» **EXTRAIT RETENU**
-- -- --

Sur la base de ce qui précède, il y a lieu de considérer, en premier lieu, que la Banque n'a pas établi, alors que le fardeau de la preuve lui en incombait, avoir clairement communiqué à l'intimée ou à son mandataire que l'appel de marge portait sur un montant de 1'000'000 USD au total. En effet, seule une note interne de la Banque indique que 200'000 USD supplémentaires seraient transférés par la sœur de l'intimée, en plus des 800'000 USD attendus. En outre, le gestionnaire et son assistante ont indiqué avoir régulièrement tenu le mandataire informé de la variation de dépassement du compte. Il n'en résulte toutefois pas que la Banque aurait exigé la couverture de ce dépassement dans un délai précis. Au contraire, la Banque n'a, par exemple, jamais exigé l'apport d'un montant de 1'482'200 fr., représentant le dépassement du compte de l'intimée à la date du 20 octobre 2008. A cet égard, ni le gestionnaire ni son assistante n'ont été en mesure de confirmer formellement, lors de leur audition, quel montant avait été réclamé à l'intimée pour couvrir l'appel de marge. L'assistante a indiqué n'avoir pour sa part jamais dit que la cliente devait envoyer tel ou tel montant, car il ne lui appartenait pas de faire ce genre de démarches.

-- -- --

» **PROBLÈME POSÉ A**
Relevez, avec leur devise, tous les montants d'argent cités dans l'extrait sur l'appel de marge.
» **PROBLÈME POSÉ B**
Indiquez si chacune des affirmations suivantes concorde avec l'extrait sur l'appel de marge, en répondant par oui ou par non et en citant les mots du texte qui en décident.
(i) La Banque a exigé l'apport d'un montant de 1'482'200 fr.
(ii) Le gestionnaire et son assistante ont déclaré avoir régulièrement tenu le mandataire informé de la variation de dépassement du compte.
(iii) L'assistante a affirmé qu'il lui appartenait de réclamer des montants précis à la cliente.
» **PROBLÈME POSÉ C**
Reprenez l'extrait sur l'appel de marge et poursuivez-le à partir de sa dernière phrase.

» **RELEVÉS**
-- -- --

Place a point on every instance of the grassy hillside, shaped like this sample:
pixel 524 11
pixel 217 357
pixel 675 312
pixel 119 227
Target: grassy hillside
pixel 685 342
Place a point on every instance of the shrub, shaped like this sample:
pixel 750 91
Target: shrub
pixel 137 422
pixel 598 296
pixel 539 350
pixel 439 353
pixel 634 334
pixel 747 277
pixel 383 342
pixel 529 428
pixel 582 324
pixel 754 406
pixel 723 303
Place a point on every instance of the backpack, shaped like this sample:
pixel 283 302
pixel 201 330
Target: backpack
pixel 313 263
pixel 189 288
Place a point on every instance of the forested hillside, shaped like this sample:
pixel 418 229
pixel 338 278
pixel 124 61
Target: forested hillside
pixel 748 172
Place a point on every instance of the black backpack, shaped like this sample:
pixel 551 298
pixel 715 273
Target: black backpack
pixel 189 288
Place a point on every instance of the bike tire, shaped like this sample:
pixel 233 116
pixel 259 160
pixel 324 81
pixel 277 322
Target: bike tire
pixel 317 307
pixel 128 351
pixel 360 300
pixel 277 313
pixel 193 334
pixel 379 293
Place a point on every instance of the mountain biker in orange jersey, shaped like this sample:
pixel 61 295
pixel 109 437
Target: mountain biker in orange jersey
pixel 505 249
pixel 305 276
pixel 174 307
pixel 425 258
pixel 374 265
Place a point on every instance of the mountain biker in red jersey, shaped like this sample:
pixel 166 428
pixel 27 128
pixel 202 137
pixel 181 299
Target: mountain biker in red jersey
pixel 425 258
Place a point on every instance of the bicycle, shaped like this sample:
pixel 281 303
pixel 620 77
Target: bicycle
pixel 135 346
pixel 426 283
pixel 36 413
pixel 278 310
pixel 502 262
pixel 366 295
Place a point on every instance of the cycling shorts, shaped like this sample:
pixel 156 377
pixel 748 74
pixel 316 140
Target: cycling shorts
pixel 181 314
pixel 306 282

-- -- --

» **RÉSULTAT FINAL A**
- 1'000'000 USD
- 200'000 USD
- 800'000 USD
- 1'482'200 fr.

» **RÉSULTAT FINAL B**
(i) Non : « la Banque n'a, par exemple, jamais exigé l'apport d'un montant de 1'482'200 fr. »
(ii) Oui : « le gestionnaire et son assistante ont indiqué avoir régulièrement tenu le mandataire informé de la variation de dépassement du compte »
(iii) Non : « il ne lui appartenait pas de faire ce genre de démarches »

» **RÉSULTAT FINAL C**
Le fait que, le 13 octobre 2008, la Banque ait, d'entente avec l'intimée, contacté le Conseil de fondation dont cette dernière était bénéficiaire pour solliciter l'octroi à titre exceptionnel de 1'000'000 USD à 1'5000'000 USD ne prouve pas non plus que la Banque aurait clairement exigé de l'intimée un apport de 1'000'000 USD.

De plus, la sœur de l'intimée a donné l'instruction de transférer sur le compte de cette dernière, un montant de 800'000 USD, en indiquant qu'il s'agissait du montant discuté pour couvrir l'appel de marge. Le gestionnaire a apposé la mention "ok" sur la télécopie. Il n'est toutefois pas mentionné que ce montant ne représentait qu'une partie de l'appel de marge. Ces fonds sont parvenus à la Banque avant l'échéance du délai imparti au vendredi 24 octobre à midi. Or, les notes de la Banque ne mentionnent même pas la réception de ces fonds.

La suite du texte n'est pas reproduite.